> _GIVEN TASK_
Convert the entries below into a two-column CSV with the header instruction,keypoints, one row per entry. Start with the line with "For every instance of the paper" and go on through the line with "[(37, 225)]", putting each entry's text and its answer in their own quoted fields with line breaks turned into spaces.
** begin **
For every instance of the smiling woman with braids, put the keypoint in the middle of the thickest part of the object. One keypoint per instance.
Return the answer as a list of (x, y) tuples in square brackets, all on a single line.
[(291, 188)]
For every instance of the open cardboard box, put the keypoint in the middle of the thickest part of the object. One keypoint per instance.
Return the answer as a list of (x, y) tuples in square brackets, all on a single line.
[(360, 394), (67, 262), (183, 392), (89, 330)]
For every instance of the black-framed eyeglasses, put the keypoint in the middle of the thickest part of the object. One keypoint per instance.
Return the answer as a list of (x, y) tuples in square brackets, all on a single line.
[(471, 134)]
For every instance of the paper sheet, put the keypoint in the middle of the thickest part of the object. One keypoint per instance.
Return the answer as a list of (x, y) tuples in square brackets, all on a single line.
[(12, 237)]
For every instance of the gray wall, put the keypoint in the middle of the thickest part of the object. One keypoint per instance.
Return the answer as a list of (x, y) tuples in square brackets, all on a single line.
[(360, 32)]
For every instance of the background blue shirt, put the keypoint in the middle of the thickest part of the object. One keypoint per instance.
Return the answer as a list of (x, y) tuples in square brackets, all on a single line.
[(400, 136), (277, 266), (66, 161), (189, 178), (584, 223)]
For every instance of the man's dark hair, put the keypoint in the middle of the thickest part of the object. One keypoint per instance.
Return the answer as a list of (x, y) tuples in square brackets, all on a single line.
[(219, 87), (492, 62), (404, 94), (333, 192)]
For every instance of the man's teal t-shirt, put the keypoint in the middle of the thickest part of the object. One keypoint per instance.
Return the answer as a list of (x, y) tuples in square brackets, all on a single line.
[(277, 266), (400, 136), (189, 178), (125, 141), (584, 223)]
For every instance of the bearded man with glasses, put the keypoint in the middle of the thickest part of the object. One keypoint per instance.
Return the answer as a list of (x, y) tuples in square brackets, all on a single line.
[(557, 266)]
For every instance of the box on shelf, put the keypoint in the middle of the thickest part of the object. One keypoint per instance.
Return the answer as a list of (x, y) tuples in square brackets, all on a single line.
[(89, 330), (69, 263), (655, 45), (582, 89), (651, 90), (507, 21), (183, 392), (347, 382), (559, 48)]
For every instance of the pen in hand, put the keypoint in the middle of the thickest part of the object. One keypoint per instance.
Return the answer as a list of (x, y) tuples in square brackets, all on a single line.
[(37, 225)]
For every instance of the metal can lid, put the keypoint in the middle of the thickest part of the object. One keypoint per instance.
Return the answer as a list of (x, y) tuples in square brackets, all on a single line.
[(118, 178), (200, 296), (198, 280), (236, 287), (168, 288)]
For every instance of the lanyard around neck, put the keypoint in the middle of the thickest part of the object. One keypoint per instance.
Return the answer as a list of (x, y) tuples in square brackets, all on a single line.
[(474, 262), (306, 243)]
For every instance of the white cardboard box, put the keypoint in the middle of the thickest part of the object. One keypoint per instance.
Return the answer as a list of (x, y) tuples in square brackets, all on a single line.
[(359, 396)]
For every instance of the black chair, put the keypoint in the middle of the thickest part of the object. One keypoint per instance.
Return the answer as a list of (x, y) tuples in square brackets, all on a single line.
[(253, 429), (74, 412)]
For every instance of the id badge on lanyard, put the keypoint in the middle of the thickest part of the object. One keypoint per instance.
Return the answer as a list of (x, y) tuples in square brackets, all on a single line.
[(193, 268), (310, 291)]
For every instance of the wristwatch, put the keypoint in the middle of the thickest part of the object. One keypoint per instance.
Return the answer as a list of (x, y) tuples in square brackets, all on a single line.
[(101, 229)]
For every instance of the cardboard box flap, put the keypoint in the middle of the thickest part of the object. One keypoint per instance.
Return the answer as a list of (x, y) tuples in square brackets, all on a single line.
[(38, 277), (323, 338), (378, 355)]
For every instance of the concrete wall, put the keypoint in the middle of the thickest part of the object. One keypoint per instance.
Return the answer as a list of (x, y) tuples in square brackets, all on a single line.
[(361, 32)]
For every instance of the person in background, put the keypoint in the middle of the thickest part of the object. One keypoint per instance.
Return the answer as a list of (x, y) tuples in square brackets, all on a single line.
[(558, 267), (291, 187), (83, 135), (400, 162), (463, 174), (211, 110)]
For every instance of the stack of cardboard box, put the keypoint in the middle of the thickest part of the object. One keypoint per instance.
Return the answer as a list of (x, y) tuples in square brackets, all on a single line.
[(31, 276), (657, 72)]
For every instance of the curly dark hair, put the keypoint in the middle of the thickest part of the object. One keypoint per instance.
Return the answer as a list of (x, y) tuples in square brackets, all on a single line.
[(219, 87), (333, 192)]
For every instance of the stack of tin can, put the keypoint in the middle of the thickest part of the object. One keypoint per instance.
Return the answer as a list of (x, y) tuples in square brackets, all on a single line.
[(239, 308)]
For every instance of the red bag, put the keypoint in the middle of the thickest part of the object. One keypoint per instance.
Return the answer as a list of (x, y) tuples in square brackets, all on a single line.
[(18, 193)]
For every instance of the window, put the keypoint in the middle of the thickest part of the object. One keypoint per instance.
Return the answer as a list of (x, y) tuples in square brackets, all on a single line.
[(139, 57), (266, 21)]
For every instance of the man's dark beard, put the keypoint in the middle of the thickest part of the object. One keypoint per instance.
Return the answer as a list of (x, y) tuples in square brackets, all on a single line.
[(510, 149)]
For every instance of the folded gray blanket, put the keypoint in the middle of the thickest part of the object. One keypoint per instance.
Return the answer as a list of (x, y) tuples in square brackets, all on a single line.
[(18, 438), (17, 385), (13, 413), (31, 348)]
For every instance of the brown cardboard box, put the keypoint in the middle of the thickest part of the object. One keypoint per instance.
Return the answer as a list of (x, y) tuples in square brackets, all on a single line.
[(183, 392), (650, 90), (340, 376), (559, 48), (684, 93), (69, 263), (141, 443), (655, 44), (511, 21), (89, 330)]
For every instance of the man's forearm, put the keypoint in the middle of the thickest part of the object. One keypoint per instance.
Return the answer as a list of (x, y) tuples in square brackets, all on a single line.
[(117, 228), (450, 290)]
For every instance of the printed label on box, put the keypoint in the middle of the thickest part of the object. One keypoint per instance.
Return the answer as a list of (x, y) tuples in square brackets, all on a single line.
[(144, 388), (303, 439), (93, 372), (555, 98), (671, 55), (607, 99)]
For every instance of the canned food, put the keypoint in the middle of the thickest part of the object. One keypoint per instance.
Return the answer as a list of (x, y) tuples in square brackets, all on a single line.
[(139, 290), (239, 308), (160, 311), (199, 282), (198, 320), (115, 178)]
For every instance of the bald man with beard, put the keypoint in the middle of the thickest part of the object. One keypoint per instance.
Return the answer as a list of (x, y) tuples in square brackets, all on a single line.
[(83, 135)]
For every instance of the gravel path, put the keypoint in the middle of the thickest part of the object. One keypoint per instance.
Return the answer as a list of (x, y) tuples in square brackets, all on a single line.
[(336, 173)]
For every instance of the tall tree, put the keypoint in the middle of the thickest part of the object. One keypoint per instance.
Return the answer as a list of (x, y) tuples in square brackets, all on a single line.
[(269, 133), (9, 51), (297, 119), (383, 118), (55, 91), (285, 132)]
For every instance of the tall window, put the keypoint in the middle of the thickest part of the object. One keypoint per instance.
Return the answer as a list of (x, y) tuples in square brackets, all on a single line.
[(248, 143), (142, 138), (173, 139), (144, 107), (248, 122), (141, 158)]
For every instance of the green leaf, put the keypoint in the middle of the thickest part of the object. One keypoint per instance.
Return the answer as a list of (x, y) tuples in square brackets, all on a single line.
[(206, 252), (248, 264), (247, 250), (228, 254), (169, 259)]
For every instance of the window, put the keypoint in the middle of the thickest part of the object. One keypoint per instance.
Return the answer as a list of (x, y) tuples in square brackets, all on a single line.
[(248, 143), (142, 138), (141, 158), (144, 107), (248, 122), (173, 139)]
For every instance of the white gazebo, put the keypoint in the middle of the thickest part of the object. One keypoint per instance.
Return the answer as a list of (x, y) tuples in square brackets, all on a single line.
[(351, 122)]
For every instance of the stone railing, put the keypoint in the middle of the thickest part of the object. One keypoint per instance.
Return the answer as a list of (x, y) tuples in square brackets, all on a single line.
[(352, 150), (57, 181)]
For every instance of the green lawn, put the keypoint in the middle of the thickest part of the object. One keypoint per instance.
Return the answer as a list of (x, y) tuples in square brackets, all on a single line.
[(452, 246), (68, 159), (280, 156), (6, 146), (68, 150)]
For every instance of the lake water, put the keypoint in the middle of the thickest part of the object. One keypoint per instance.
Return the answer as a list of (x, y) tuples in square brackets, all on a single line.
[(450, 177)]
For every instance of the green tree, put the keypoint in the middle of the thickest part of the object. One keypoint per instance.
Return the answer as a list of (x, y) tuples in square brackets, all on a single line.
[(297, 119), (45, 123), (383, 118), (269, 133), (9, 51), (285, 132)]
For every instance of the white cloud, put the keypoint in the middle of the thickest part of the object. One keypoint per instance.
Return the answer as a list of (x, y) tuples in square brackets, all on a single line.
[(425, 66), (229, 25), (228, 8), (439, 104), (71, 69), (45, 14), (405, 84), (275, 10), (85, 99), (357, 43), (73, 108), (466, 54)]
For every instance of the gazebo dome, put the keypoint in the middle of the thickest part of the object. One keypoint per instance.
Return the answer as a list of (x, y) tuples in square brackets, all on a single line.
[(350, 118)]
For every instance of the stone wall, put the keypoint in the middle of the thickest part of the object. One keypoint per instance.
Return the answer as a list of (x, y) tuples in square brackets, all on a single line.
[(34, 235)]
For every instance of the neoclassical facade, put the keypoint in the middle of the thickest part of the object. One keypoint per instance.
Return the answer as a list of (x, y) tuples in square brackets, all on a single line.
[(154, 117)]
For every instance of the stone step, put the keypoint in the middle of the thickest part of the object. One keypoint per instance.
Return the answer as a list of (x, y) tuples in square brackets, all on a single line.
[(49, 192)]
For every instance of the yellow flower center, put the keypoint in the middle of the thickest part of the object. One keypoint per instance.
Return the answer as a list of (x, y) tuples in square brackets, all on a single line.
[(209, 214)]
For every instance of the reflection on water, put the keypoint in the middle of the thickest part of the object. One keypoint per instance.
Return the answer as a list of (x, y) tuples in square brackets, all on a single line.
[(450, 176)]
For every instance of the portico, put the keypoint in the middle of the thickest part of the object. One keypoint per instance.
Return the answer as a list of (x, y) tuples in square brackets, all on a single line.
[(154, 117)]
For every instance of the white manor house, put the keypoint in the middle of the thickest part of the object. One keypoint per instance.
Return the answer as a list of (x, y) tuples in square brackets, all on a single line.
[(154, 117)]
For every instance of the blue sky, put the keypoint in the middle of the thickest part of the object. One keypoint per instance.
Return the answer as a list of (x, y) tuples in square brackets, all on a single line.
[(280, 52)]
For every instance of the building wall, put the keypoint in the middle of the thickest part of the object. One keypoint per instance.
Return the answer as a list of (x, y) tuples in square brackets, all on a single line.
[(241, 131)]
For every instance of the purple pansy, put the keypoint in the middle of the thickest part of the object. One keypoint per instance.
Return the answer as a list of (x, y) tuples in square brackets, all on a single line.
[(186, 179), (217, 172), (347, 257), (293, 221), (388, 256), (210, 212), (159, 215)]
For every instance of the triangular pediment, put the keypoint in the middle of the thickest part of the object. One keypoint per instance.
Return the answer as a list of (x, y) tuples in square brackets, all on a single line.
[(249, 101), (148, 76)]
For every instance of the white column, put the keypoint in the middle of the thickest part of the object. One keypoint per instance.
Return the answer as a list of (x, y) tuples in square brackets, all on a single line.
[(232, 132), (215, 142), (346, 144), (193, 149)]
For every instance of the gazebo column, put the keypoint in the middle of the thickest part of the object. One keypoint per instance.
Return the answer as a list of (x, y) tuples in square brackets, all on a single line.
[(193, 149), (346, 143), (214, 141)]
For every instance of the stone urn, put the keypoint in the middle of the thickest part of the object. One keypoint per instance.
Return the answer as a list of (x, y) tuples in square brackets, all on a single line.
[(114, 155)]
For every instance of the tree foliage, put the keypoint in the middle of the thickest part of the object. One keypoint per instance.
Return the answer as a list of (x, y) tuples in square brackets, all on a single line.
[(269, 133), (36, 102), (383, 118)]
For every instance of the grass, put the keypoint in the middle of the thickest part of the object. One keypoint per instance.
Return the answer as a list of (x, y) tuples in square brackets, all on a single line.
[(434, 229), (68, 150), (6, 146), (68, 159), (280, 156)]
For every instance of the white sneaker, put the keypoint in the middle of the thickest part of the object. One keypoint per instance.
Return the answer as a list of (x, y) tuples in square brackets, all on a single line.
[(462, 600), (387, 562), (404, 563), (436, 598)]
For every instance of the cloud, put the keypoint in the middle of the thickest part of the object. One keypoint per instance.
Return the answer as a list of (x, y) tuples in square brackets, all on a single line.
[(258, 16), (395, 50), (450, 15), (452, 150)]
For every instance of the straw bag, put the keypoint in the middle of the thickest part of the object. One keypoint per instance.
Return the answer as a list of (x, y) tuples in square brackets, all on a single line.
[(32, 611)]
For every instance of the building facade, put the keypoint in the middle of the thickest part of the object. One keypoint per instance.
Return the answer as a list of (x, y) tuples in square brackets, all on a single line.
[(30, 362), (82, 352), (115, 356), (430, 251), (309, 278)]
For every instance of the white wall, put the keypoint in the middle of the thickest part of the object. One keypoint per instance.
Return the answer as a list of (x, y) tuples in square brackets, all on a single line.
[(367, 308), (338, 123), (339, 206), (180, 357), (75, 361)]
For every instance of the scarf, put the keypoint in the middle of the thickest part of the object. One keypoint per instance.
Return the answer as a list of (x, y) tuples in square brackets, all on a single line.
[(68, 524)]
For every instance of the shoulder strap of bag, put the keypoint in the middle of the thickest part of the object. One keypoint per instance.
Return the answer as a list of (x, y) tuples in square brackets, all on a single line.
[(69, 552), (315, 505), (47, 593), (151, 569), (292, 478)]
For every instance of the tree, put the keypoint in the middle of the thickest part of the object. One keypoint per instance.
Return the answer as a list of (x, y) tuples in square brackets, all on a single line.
** end **
> _EXPECTED OUTPUT_
instruction,keypoints
"For every instance of the paper sheet, put the keypoint in the middle of the thickest part of the object. One keypoint per instance. Return the answer as a list of (x, y) tuples in square brackets, all on a single line.","[(12, 237)]"
"For every instance of the gray wall, put the keypoint in the middle of the thickest part of the object. One keypoint per instance. Return the answer as a list of (x, y) tuples in square brackets, all on a single line.","[(360, 32)]"
"For every instance of the background blue shirt, put the keypoint in the middle of the thickest part of the object. One keypoint per instance. Return the answer as a list of (x, y) tuples in square brackets, all on a single line.","[(400, 136), (277, 266), (66, 161), (189, 178), (584, 223)]"
"For every instance of the man's dark hair, put the keypoint in the middle of the thickest part of the object. One keypoint per instance. Return the answer as a list of (x, y) tuples in square brackets, all on a single line.","[(219, 87), (492, 62), (404, 94), (333, 192)]"
"For every instance of the man's teal t-shirt, put the keypoint in the middle of the thickest part of the object. One keypoint per instance. Return the answer as a list of (x, y) tuples in square brackets, all on a single line.","[(277, 266), (400, 136), (189, 178), (125, 141), (584, 223)]"
"For every instance of the bearded man with glasses, put the keypoint in the middle of the thickest part of the object. One keypoint per instance. Return the answer as a list of (x, y) tuples in square brackets, all on a single line.","[(557, 266)]"
"For every instance of the box on shelf, put the keypoint in the middle of the thickest part of the object. One keypoint per instance. Return the answer as a list of (x, y) tuples in square brackets, all on a single line.","[(89, 330), (69, 263), (655, 45), (582, 89), (651, 90), (507, 21), (183, 392), (347, 382), (559, 48)]"
"For every instance of the pen in hand, put the keypoint in the middle of the thickest part of the object. One keypoint per instance. Return the answer as a list of (x, y) tuples in square brackets, all on a single line.","[(37, 225)]"